**Instructions to follow:** Where a line of the data below has the string "roof", copy that line.

**Records provided:**
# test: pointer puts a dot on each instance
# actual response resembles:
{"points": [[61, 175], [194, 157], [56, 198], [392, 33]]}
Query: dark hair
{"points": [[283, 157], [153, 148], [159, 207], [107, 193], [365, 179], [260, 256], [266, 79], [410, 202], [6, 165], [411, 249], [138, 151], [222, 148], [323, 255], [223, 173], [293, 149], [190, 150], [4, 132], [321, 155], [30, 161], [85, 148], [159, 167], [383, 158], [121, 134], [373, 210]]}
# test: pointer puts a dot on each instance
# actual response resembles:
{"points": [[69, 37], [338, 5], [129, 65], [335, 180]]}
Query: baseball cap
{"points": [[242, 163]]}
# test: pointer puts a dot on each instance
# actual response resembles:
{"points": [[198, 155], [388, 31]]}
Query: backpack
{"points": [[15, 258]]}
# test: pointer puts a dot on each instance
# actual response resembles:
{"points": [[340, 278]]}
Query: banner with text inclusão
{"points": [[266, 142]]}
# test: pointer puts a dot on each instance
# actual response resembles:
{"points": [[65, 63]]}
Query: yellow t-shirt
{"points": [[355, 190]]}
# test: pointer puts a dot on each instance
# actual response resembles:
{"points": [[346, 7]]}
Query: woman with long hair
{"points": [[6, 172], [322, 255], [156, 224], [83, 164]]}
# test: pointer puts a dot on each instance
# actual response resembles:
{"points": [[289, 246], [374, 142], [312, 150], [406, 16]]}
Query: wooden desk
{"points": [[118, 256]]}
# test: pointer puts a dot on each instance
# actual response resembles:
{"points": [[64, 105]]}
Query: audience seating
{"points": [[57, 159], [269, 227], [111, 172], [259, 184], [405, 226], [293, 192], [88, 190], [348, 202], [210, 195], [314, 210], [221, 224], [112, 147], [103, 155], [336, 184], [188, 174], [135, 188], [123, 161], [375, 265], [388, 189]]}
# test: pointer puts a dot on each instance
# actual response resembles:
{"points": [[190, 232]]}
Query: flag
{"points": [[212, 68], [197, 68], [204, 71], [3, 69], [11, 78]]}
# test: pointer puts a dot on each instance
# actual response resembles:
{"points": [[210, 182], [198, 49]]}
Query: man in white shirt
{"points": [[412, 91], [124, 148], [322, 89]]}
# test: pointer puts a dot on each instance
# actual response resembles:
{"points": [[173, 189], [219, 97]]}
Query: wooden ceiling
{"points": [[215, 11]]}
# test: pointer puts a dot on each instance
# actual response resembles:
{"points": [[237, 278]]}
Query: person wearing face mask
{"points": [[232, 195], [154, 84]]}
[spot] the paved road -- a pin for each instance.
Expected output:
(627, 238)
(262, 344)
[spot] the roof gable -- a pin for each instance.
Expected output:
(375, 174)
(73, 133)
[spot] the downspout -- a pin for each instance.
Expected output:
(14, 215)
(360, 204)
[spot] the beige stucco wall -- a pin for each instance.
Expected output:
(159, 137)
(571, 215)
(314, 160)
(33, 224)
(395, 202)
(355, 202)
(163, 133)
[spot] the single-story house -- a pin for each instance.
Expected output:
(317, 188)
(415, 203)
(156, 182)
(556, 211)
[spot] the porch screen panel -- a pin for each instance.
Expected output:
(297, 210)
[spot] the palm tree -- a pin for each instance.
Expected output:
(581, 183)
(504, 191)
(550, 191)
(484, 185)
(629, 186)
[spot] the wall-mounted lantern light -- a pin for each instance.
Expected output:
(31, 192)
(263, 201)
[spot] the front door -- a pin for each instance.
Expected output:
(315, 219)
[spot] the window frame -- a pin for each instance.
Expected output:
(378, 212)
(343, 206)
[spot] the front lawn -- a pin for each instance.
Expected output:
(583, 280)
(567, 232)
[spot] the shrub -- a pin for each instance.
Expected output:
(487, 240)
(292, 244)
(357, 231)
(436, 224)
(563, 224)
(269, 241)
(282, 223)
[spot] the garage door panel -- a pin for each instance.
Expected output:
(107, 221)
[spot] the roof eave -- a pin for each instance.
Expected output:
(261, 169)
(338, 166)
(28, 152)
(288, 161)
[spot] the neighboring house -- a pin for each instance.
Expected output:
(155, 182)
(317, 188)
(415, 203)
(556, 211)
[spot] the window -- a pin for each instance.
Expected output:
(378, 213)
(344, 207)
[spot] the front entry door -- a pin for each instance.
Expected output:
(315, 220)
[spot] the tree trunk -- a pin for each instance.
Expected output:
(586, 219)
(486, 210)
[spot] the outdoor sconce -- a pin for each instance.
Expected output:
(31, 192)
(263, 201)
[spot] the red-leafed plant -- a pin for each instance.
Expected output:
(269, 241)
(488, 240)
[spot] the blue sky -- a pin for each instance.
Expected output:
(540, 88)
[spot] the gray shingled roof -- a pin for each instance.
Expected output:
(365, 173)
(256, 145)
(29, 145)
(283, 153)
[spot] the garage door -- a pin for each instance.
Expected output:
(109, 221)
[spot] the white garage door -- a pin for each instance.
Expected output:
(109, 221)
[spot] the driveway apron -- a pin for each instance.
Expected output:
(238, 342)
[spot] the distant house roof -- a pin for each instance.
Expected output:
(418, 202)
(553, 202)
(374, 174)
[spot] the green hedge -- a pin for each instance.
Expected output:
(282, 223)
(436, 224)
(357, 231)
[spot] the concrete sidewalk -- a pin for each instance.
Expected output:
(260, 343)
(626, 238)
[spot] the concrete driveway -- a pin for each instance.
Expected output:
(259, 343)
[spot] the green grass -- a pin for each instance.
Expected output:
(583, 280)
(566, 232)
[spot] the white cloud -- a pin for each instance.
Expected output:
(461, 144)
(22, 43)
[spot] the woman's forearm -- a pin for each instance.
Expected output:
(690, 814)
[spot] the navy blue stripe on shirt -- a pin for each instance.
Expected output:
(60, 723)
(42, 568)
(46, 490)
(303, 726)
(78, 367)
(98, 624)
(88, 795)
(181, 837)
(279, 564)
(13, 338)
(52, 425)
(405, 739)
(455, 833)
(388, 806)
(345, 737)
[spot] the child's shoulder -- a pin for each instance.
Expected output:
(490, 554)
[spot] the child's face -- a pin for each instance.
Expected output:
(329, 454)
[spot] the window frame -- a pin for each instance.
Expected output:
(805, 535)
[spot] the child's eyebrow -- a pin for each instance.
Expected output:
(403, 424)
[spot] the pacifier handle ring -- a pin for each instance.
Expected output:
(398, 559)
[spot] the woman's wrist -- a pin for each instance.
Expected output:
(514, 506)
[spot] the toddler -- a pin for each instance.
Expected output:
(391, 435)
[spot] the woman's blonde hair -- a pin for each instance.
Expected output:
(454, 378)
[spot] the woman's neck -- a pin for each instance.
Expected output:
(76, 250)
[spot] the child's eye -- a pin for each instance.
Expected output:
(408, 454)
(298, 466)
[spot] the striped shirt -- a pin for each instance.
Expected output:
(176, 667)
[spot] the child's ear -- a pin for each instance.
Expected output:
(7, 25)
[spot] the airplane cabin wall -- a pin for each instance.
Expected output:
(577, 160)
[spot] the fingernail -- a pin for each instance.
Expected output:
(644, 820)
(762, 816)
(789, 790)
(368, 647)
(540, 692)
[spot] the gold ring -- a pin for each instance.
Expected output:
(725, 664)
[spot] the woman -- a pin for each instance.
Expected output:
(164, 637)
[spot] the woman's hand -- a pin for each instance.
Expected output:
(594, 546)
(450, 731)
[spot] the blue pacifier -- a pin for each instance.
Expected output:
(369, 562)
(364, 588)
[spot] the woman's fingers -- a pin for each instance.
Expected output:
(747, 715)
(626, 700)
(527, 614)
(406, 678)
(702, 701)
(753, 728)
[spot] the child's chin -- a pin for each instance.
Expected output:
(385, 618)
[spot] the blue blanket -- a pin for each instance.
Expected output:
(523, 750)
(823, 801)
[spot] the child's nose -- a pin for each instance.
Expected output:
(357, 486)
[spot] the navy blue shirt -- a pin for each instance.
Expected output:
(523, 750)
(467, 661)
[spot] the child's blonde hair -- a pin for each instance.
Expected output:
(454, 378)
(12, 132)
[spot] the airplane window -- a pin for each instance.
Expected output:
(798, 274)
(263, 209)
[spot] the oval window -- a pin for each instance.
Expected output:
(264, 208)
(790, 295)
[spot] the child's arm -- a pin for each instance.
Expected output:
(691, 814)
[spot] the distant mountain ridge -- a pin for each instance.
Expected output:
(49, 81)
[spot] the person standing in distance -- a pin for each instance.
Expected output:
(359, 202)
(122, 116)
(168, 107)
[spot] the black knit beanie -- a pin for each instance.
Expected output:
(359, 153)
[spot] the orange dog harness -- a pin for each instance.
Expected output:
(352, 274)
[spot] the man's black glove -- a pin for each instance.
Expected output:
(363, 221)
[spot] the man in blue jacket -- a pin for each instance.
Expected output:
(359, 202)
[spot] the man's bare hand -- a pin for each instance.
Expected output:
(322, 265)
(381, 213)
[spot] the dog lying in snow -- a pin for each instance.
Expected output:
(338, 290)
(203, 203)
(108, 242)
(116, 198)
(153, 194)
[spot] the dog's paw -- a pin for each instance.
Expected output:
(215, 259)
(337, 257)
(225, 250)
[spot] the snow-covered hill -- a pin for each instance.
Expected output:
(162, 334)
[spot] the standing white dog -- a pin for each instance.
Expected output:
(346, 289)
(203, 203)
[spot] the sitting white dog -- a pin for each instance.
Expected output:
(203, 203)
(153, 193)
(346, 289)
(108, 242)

**Response below:**
[spot] the roof gable -- a pin for each instance.
[spot] the roof eave -- a pin for each instance.
[spot] the gray shingled roof -- a pin for each instance.
[spot] the distant house roof -- a pin for each instance.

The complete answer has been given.